**Excerpts of location labeling data**
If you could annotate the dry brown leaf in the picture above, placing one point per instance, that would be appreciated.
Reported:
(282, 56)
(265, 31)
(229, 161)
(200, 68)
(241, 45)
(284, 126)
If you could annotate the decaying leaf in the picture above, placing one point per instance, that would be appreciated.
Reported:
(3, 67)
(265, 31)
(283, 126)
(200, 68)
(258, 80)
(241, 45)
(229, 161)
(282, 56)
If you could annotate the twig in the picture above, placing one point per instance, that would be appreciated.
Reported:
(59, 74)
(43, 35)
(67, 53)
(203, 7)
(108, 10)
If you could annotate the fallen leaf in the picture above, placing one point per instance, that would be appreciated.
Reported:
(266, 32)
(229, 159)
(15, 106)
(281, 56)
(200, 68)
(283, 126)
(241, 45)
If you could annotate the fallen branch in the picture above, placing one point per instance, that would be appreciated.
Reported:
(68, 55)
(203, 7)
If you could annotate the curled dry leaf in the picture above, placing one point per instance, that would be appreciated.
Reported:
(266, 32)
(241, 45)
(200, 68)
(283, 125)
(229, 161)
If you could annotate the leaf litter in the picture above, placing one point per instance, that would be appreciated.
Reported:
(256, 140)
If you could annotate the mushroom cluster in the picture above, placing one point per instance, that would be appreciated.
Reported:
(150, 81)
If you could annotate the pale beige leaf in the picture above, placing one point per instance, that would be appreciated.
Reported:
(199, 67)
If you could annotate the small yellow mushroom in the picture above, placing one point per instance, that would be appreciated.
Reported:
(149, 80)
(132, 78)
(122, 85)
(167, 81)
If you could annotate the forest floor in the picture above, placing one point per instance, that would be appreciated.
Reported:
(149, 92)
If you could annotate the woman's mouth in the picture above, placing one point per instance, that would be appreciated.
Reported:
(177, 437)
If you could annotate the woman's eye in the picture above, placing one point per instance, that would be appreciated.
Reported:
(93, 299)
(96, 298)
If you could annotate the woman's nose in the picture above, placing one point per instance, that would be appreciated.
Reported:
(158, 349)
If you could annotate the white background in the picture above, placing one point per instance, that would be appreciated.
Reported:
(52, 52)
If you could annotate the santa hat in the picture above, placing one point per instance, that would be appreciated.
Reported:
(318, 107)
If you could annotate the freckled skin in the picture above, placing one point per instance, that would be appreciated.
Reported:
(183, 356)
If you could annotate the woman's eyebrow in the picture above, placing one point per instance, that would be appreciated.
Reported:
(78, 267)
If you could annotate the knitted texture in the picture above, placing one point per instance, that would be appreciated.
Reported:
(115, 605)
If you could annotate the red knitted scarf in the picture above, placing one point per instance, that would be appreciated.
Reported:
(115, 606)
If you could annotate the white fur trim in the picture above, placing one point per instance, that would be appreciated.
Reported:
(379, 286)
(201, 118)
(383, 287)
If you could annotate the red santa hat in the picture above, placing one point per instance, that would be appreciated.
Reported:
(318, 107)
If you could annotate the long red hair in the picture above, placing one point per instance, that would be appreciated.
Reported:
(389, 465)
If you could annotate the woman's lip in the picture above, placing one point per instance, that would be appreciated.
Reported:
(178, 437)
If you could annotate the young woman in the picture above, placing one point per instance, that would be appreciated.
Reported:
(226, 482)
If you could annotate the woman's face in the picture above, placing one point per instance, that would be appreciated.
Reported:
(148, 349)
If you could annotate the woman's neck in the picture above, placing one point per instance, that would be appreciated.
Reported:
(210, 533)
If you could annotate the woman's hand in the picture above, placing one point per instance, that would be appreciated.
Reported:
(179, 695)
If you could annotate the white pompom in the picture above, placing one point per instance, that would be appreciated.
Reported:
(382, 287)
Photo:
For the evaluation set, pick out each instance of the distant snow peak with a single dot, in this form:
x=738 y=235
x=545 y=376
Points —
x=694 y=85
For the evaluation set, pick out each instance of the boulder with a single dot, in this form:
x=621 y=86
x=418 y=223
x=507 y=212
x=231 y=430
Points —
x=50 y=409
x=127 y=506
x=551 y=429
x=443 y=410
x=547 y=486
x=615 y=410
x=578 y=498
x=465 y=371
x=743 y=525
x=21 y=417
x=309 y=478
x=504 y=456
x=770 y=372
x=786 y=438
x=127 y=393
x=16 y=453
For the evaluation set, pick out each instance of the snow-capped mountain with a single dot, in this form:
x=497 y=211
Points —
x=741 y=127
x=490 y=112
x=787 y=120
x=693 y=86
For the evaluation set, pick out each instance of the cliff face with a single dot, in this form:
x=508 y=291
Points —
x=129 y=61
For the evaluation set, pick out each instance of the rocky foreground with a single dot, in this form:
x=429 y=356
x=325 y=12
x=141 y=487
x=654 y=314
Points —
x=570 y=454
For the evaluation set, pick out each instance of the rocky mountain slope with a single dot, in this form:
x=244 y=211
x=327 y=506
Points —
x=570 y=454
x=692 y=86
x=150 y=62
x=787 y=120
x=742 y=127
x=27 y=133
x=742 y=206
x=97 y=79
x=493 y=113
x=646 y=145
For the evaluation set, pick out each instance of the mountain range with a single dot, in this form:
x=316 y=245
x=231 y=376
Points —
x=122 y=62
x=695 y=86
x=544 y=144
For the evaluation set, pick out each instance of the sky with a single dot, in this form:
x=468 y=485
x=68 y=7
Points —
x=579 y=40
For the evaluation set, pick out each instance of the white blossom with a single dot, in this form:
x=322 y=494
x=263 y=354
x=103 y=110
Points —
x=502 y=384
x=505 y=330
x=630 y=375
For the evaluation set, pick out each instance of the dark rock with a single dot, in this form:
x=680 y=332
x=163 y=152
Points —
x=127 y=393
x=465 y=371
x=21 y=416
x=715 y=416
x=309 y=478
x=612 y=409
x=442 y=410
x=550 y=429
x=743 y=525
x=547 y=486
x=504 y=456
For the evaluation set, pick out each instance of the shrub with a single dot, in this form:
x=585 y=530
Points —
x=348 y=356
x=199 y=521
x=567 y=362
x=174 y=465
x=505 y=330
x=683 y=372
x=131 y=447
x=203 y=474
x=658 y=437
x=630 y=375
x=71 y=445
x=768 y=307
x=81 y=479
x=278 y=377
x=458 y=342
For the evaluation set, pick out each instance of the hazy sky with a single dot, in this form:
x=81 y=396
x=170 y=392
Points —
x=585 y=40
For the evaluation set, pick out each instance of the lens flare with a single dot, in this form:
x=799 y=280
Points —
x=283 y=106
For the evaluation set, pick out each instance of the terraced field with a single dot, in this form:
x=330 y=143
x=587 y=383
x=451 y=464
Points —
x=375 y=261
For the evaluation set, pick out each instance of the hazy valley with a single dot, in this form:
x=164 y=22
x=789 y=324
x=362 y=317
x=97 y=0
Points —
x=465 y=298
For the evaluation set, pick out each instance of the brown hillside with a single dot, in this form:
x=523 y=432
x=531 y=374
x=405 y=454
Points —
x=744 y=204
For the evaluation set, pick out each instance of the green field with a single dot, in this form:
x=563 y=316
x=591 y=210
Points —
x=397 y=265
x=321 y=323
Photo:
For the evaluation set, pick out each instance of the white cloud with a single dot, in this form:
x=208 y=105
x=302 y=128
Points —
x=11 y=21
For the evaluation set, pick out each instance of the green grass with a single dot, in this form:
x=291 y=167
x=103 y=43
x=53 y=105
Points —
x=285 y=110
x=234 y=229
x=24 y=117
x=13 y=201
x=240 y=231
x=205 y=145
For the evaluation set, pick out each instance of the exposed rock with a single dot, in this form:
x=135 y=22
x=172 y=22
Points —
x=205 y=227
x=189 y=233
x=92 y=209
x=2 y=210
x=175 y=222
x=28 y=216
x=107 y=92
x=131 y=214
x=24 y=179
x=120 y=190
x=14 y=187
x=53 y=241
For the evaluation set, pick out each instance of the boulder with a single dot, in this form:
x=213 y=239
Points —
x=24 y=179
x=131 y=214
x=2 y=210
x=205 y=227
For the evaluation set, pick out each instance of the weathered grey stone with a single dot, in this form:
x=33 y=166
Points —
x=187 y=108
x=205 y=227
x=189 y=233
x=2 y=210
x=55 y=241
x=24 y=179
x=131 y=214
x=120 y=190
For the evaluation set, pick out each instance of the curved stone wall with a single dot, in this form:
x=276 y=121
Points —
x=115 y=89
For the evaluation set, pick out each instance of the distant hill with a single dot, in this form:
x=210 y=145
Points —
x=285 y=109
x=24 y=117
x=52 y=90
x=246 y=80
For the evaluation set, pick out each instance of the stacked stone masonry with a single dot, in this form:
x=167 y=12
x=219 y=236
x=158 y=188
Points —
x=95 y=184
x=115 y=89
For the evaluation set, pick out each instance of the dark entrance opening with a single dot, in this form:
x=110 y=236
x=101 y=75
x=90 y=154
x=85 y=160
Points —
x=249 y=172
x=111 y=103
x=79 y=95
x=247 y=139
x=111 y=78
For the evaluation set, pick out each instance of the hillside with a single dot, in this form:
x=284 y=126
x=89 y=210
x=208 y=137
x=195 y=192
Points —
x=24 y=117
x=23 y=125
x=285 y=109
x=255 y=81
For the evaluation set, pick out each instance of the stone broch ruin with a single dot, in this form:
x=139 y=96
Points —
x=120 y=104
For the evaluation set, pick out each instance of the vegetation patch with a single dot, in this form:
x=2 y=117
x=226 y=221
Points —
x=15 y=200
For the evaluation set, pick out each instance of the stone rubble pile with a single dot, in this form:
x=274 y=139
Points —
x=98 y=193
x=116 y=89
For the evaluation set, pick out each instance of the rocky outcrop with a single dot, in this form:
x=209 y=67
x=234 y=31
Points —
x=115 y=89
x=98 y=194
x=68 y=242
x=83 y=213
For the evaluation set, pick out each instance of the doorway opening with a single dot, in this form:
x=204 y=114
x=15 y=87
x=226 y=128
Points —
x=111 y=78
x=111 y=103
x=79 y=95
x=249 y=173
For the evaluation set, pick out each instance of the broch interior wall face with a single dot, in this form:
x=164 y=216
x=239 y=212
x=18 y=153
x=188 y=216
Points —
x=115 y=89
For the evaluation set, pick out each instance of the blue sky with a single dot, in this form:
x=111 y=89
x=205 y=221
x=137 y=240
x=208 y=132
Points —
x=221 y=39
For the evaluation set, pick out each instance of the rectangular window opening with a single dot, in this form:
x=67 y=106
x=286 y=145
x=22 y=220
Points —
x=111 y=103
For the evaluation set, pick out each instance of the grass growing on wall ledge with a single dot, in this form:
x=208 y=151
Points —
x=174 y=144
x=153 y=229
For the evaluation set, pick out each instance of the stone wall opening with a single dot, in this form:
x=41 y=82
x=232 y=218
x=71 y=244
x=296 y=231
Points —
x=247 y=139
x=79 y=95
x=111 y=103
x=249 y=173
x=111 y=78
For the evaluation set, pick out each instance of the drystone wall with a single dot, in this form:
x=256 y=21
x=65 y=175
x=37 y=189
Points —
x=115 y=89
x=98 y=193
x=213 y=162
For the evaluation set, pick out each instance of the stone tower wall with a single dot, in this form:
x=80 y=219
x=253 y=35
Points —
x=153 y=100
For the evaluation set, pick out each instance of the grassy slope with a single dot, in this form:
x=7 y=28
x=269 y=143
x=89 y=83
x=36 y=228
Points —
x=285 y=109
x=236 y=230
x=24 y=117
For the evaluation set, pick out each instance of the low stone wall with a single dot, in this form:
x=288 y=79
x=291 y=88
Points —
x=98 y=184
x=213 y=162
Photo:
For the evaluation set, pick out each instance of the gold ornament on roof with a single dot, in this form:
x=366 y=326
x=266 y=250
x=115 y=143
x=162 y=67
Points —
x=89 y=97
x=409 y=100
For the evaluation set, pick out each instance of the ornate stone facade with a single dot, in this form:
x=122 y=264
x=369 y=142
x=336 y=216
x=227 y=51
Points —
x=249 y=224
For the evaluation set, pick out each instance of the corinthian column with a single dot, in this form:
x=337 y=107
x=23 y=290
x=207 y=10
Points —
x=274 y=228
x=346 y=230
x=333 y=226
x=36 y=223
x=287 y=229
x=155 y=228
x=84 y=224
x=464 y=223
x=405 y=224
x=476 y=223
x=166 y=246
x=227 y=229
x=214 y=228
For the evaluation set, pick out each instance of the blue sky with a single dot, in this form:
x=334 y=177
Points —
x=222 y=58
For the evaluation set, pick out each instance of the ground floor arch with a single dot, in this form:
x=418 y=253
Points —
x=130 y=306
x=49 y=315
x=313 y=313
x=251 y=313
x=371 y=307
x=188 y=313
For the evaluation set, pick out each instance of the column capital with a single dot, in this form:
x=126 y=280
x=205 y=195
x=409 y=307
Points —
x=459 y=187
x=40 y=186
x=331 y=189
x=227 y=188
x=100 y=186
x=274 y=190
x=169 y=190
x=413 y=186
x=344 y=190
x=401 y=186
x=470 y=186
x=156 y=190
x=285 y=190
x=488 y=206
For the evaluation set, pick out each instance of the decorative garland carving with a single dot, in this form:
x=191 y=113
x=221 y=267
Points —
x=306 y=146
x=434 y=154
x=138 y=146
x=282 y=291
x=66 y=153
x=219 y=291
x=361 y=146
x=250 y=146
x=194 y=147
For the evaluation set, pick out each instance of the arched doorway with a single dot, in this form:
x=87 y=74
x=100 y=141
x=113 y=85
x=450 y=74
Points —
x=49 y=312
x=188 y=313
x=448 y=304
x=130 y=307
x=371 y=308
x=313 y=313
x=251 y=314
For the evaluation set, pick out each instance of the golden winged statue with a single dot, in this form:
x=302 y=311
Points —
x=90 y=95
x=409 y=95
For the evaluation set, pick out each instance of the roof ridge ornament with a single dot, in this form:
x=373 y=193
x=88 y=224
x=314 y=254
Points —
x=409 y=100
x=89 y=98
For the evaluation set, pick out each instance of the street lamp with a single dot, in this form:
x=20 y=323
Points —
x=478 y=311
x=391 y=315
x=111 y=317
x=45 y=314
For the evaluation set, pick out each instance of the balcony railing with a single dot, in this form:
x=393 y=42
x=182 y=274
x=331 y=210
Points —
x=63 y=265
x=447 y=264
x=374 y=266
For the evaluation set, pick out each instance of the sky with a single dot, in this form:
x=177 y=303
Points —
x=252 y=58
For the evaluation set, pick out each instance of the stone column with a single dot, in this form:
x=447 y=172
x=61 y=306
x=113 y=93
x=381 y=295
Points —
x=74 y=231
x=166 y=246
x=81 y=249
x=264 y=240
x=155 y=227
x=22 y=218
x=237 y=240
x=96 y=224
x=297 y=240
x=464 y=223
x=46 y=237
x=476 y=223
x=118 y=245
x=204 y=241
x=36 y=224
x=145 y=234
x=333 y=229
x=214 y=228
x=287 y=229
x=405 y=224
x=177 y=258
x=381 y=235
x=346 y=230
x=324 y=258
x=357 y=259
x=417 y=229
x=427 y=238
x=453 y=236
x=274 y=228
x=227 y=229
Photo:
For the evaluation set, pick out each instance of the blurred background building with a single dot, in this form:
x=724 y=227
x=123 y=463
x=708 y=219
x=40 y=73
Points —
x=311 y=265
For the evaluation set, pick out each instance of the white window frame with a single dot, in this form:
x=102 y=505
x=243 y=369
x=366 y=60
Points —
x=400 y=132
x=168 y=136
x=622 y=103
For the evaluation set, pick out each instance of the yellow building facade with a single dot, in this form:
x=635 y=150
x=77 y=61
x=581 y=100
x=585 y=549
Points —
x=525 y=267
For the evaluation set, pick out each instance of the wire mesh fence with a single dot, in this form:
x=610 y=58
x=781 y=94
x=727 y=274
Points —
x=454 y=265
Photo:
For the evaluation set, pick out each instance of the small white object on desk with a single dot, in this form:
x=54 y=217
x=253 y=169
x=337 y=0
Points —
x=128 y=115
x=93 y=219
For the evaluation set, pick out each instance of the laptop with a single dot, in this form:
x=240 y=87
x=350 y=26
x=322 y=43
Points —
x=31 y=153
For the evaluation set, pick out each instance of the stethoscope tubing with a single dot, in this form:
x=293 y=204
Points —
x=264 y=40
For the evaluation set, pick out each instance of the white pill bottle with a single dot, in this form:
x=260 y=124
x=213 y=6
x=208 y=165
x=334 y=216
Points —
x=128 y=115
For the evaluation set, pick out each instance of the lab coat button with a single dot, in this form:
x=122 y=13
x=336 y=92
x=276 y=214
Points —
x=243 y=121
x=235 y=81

**GIVEN INSTRUCTION**
Locate "For the evaluation set, pick out each instance of the laptop" in the data above. Then repeat, exactly, its line and each line after it through the last, adding nothing.

**TASK OUTPUT**
For the evaluation set, pick out each instance of the laptop with a single dot, in this form:
x=240 y=87
x=350 y=26
x=322 y=43
Points —
x=31 y=153
For the evaluation set, pick out each instance of the stethoscope tubing with a single dot, in this form:
x=293 y=204
Points —
x=264 y=40
For the evaluation set, pick out each instance of the white pill bottle with a single dot, in this form:
x=260 y=124
x=213 y=6
x=208 y=165
x=334 y=216
Points —
x=128 y=115
For the evaluation set, pick out each instance of the lab coat button with a single dot, in this form:
x=122 y=13
x=336 y=92
x=276 y=214
Points —
x=243 y=121
x=235 y=81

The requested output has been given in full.